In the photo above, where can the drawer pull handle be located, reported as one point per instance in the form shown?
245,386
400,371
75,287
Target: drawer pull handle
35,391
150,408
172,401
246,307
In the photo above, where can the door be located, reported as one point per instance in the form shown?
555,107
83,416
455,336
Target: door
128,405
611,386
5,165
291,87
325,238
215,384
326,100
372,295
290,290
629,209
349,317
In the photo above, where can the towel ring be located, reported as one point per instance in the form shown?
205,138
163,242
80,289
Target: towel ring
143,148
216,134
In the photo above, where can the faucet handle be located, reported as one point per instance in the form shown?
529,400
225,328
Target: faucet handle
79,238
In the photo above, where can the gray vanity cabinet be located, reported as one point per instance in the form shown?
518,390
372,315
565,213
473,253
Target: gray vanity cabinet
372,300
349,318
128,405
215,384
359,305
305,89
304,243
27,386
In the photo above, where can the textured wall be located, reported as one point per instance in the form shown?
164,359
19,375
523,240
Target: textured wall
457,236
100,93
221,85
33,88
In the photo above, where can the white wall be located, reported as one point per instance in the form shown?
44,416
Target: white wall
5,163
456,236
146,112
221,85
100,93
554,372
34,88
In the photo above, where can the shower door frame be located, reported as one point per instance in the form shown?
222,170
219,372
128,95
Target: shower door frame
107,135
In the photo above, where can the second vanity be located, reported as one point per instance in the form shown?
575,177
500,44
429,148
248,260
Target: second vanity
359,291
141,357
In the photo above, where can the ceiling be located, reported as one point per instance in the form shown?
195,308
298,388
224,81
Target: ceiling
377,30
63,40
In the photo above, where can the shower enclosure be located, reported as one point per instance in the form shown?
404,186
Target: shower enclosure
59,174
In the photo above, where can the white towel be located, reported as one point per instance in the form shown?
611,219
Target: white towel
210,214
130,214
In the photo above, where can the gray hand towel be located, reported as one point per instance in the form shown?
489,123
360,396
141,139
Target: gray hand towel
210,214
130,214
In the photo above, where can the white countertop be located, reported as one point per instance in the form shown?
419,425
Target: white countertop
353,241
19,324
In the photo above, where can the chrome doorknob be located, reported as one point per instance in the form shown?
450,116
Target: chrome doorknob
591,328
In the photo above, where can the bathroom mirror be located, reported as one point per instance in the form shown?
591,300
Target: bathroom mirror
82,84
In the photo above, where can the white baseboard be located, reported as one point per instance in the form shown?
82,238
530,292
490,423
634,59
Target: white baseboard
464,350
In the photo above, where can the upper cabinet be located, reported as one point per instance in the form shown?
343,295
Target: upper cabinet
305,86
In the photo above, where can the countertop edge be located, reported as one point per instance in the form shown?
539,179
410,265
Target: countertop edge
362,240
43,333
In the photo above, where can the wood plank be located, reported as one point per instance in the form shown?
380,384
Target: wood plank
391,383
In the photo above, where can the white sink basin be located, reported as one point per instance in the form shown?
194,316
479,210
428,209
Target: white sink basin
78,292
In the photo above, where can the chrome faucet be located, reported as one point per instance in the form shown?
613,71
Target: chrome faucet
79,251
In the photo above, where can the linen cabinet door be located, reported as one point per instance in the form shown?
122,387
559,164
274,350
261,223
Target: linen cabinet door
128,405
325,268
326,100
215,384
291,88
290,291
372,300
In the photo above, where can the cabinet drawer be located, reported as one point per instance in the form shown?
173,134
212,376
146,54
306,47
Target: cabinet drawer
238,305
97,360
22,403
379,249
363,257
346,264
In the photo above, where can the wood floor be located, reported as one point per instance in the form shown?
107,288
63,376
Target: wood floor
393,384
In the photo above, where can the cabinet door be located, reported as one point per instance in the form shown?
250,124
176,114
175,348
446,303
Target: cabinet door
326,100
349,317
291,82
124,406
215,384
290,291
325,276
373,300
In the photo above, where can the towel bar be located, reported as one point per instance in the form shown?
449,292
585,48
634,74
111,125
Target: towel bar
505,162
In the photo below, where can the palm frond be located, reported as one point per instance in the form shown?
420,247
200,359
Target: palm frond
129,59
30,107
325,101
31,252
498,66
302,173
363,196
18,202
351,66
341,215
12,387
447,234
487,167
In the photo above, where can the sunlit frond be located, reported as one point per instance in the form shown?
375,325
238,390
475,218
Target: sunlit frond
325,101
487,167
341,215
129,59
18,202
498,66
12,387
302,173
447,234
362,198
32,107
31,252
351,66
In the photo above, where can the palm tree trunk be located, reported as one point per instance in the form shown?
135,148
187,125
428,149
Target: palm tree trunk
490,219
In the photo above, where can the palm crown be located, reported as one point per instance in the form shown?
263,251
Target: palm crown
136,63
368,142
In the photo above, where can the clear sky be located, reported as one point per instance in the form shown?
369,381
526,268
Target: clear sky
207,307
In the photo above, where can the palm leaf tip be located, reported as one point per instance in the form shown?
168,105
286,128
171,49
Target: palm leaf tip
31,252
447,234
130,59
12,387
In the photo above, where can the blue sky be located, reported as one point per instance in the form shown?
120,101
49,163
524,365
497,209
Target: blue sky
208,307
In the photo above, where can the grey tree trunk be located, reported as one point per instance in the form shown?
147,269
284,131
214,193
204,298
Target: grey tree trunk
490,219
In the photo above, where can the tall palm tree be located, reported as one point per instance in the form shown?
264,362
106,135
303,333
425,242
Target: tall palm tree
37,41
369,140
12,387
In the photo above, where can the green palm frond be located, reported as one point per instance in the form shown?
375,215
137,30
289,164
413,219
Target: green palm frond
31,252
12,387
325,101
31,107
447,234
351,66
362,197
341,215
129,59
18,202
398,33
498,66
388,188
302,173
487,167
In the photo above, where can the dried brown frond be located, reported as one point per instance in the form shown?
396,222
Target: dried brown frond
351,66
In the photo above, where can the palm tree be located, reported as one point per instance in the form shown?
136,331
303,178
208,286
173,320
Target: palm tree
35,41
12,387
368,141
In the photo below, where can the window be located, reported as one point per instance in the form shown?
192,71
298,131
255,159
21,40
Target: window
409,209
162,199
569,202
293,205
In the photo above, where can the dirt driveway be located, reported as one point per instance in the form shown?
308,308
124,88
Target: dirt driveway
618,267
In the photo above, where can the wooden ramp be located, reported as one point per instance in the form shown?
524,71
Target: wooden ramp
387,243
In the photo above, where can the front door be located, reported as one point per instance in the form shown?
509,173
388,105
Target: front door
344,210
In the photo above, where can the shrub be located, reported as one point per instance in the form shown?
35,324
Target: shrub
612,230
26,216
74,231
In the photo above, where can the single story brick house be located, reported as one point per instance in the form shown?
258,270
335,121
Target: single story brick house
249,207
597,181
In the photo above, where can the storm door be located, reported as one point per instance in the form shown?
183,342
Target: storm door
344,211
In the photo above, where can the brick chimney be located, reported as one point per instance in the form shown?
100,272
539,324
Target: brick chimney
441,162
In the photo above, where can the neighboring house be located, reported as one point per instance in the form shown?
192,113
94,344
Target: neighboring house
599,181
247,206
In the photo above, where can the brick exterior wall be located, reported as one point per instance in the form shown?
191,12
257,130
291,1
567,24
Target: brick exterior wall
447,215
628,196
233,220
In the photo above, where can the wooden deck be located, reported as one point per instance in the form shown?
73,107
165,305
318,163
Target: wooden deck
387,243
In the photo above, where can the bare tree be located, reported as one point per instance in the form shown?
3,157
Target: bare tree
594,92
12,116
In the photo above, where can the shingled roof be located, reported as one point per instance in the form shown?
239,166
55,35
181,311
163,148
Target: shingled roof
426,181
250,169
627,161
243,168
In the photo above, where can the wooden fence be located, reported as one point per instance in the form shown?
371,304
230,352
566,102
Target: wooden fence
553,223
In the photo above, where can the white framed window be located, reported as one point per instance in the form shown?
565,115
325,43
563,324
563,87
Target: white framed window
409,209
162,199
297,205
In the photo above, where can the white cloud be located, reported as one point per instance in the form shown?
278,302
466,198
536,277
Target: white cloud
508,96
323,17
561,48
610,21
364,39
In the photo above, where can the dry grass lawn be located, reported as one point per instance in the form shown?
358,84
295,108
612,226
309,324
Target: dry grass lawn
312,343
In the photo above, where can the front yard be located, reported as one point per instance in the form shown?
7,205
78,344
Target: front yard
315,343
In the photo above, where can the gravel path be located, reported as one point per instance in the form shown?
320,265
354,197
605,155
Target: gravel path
________________________________________
**THE TASK:** Please give the lines from the one containing "In the photo above, where can the white cloud" through the last line above as a numbered list, leaving out any blank lines.

**THE OUTPUT:**
1. In the photo above, where can the white cloud be located, reported as one point per instance in the form shown?
2. 278,302
3. 466,198
4. 536,277
5. Target: white cloud
6. 508,96
7. 323,17
8. 561,48
9. 610,21
10. 364,39
11. In the photo above, where can the dry grass lawn be located, reported as one point per instance in the form shown?
12. 358,84
13. 295,108
14. 612,226
15. 309,324
16. Target: dry grass lawn
17. 312,343
18. In the photo above, where can the front yard be located, reported as one point per instance in the form shown?
19. 7,205
20. 78,344
21. Target: front yard
22. 315,343
23. In the photo above, where can the gravel path be located, reported as one point per instance in the form shown?
24. 320,265
25. 354,197
26. 605,155
27. Target: gravel path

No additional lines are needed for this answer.